▶ _Your task_
For the data below, report how many lines include the word "target", and write nothing else.
===== Extracted entries =====
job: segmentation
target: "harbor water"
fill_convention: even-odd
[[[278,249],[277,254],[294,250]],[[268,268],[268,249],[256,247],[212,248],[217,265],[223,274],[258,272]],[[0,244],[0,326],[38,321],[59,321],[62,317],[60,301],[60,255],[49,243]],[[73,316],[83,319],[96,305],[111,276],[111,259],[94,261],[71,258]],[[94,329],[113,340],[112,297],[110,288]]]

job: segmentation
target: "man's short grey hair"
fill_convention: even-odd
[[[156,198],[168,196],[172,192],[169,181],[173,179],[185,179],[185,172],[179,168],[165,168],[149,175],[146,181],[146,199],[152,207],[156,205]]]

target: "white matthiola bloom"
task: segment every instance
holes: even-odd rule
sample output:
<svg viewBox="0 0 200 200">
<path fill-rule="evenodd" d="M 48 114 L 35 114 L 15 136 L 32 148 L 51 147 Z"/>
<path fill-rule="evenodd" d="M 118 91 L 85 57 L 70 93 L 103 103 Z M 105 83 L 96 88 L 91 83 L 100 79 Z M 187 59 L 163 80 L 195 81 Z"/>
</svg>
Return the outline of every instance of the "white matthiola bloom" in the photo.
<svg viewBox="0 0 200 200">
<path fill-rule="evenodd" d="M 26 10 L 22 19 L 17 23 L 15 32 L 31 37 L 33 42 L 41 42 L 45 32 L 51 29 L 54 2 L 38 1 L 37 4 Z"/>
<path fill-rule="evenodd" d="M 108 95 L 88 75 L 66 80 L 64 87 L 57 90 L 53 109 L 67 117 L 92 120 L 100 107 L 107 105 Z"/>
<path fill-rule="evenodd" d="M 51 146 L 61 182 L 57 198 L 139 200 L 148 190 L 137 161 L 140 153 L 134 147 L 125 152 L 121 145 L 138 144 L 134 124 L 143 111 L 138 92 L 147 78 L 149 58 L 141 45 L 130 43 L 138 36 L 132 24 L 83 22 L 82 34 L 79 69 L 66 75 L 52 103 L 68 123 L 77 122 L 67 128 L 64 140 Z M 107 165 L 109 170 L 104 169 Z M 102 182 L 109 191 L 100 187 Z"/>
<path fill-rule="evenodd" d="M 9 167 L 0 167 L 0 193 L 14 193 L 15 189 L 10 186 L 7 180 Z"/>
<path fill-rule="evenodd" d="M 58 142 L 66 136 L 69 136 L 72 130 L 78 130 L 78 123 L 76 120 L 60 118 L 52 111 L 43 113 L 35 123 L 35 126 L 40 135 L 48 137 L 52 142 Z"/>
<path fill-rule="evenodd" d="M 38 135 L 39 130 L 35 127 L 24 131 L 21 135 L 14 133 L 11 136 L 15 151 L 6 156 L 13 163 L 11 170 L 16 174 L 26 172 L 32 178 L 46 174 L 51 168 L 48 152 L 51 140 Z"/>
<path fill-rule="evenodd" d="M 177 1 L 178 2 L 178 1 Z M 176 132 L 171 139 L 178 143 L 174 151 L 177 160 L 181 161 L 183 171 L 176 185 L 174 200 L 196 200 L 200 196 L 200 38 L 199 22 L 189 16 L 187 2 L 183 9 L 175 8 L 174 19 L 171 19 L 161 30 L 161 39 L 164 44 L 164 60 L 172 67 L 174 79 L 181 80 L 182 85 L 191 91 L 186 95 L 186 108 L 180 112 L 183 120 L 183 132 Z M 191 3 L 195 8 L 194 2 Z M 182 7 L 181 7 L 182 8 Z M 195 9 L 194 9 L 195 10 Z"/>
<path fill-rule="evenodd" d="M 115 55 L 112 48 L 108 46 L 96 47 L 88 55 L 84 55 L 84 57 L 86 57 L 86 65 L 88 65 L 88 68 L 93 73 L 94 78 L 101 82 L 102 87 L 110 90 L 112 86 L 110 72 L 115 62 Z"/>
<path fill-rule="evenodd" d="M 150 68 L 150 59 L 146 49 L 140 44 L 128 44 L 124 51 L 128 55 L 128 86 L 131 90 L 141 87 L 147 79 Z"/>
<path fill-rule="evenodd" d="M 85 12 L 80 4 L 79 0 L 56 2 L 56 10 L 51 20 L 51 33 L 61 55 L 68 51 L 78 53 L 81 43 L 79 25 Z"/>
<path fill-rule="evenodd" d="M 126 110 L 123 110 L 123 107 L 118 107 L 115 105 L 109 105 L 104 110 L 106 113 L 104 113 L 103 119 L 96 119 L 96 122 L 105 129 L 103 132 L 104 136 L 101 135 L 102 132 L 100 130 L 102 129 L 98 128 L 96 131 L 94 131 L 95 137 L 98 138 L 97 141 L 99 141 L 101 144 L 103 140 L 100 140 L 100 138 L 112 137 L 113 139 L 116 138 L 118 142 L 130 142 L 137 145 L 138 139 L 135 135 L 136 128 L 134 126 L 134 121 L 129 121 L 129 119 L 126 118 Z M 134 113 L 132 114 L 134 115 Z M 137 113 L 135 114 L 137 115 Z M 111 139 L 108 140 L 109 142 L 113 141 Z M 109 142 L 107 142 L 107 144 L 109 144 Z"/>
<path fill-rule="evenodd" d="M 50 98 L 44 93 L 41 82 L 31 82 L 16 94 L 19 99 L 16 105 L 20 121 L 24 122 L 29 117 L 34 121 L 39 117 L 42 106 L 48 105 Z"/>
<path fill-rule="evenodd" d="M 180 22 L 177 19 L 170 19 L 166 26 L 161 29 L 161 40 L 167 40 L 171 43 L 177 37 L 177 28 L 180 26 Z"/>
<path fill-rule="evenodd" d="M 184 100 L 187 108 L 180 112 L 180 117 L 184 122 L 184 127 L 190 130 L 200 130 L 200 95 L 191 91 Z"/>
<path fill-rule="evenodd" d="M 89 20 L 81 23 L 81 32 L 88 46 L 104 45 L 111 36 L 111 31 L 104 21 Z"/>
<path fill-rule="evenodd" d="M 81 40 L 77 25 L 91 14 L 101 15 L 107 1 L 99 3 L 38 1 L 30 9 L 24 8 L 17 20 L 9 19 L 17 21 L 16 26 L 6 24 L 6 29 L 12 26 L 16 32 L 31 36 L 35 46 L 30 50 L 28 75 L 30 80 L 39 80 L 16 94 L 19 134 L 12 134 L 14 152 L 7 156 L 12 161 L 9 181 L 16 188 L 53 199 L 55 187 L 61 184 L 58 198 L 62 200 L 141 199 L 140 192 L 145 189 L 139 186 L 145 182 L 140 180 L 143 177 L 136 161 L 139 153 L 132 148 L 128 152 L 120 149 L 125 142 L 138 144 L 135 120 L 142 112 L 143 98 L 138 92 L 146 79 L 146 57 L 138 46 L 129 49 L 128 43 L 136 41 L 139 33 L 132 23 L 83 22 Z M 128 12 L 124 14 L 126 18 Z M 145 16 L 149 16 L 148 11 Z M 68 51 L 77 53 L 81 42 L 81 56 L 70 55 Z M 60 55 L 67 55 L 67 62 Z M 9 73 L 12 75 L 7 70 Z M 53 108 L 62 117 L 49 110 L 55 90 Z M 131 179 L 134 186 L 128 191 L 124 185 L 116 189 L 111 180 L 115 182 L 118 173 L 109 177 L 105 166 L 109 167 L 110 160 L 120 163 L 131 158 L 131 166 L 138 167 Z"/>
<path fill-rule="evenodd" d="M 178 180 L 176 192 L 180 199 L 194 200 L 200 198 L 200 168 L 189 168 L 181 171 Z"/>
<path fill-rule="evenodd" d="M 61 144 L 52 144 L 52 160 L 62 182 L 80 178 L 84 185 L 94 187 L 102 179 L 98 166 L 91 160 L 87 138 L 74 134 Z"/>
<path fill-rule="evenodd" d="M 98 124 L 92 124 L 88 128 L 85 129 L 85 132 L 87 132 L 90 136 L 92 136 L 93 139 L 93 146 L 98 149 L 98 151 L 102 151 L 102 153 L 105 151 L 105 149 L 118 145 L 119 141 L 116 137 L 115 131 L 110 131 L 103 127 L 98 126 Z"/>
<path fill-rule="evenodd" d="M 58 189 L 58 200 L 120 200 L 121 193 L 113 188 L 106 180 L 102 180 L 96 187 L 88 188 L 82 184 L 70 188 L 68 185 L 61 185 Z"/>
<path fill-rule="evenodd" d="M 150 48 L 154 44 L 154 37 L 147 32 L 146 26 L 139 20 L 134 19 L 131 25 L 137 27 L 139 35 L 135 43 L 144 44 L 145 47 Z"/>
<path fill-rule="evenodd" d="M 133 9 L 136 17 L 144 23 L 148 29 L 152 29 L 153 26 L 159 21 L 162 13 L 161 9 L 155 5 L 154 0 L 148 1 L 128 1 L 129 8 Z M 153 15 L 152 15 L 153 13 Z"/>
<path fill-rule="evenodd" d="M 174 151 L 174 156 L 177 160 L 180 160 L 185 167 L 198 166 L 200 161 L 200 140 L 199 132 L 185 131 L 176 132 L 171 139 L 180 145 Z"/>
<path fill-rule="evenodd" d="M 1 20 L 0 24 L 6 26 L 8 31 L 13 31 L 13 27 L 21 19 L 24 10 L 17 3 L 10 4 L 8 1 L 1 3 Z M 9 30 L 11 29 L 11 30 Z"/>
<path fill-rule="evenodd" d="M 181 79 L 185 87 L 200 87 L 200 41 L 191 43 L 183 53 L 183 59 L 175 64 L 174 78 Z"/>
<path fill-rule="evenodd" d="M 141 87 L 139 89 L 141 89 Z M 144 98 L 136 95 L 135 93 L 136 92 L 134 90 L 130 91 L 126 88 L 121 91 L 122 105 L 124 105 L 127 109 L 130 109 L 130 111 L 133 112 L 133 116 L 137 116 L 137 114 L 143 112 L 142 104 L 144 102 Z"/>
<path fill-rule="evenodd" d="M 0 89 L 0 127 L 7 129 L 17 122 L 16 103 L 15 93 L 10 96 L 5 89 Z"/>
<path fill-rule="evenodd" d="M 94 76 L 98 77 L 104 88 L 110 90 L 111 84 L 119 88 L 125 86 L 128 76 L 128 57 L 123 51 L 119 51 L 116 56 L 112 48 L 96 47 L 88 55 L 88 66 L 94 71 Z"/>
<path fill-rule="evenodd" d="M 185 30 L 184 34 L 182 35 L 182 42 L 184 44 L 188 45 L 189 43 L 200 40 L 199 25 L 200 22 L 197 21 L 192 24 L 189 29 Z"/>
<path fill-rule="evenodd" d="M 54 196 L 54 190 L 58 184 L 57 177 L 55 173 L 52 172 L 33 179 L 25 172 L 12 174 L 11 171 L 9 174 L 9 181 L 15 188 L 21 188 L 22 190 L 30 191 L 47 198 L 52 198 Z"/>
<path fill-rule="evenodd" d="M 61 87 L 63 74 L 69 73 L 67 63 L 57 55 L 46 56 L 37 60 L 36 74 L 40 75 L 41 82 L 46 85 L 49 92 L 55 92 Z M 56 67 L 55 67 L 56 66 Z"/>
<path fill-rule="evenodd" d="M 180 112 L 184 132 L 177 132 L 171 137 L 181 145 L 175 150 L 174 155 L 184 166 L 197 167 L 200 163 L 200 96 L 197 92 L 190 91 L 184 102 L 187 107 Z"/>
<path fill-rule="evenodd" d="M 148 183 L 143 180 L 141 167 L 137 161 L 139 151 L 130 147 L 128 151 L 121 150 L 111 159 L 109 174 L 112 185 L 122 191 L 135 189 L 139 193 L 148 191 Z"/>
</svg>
=====
===== Extracted entries =====
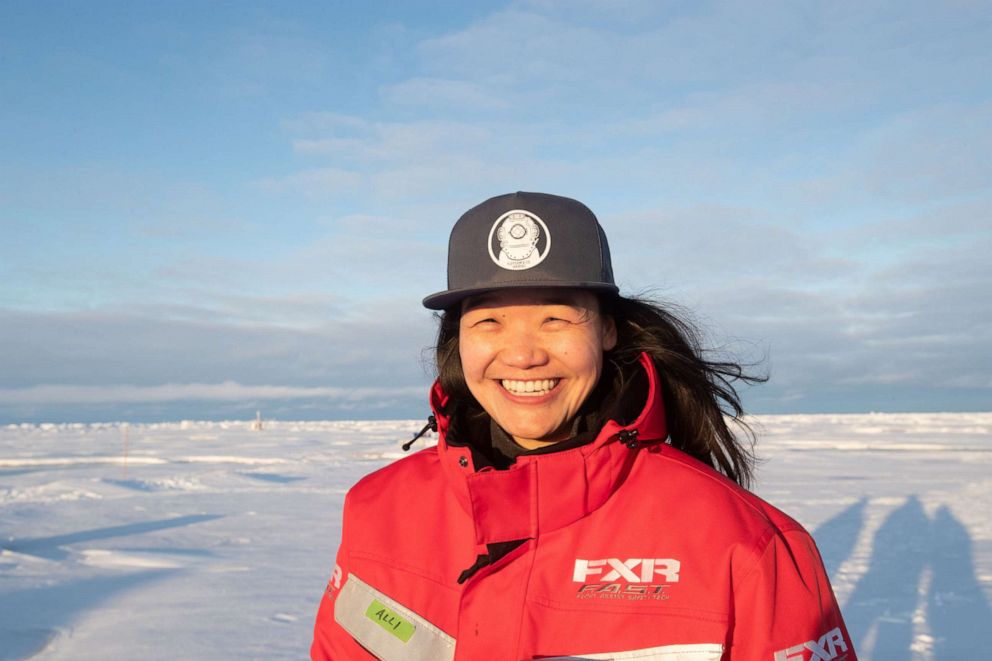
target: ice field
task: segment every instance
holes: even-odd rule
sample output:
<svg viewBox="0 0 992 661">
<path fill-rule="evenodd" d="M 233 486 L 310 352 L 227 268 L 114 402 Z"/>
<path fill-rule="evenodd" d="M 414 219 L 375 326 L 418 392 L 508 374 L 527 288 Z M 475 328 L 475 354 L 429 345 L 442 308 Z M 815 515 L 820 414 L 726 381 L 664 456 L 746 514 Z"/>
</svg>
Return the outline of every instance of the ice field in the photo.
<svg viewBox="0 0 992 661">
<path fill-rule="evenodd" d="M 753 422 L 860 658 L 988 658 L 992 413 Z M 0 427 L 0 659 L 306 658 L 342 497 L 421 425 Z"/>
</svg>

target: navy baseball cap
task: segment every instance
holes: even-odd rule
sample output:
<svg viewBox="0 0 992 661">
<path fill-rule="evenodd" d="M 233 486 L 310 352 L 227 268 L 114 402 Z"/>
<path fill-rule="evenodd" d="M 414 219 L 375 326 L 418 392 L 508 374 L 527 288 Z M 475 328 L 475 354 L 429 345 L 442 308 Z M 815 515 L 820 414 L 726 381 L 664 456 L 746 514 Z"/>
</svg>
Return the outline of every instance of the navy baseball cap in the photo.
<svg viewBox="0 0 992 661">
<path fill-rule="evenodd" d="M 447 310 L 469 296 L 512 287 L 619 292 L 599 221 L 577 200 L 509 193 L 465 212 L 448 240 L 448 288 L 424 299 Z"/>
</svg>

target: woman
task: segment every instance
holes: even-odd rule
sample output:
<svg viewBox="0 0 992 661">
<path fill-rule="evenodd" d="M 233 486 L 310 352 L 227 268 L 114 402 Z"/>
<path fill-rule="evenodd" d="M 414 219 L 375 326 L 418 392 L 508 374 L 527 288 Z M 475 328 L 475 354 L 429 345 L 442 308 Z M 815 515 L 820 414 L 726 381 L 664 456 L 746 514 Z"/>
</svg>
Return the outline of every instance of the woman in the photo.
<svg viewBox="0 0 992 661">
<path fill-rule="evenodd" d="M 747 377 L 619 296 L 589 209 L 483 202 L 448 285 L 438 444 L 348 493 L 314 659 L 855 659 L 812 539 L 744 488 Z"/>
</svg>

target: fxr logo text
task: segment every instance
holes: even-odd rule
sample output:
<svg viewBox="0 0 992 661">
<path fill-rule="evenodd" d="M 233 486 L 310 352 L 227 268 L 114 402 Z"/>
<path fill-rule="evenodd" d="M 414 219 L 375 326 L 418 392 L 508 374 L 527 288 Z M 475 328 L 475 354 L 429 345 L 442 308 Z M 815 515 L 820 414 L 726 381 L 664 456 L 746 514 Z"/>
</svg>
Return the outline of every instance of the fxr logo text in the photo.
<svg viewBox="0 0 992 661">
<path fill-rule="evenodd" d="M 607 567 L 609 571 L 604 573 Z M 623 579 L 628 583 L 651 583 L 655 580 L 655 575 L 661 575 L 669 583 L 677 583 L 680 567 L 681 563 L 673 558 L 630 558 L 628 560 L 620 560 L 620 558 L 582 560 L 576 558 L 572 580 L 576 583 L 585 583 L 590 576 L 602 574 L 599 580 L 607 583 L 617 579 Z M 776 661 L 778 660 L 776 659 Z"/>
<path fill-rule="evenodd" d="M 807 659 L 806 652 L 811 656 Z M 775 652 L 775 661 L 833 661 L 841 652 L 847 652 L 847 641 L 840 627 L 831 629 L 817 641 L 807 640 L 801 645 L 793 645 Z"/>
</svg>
=====
▶ _Response below_
7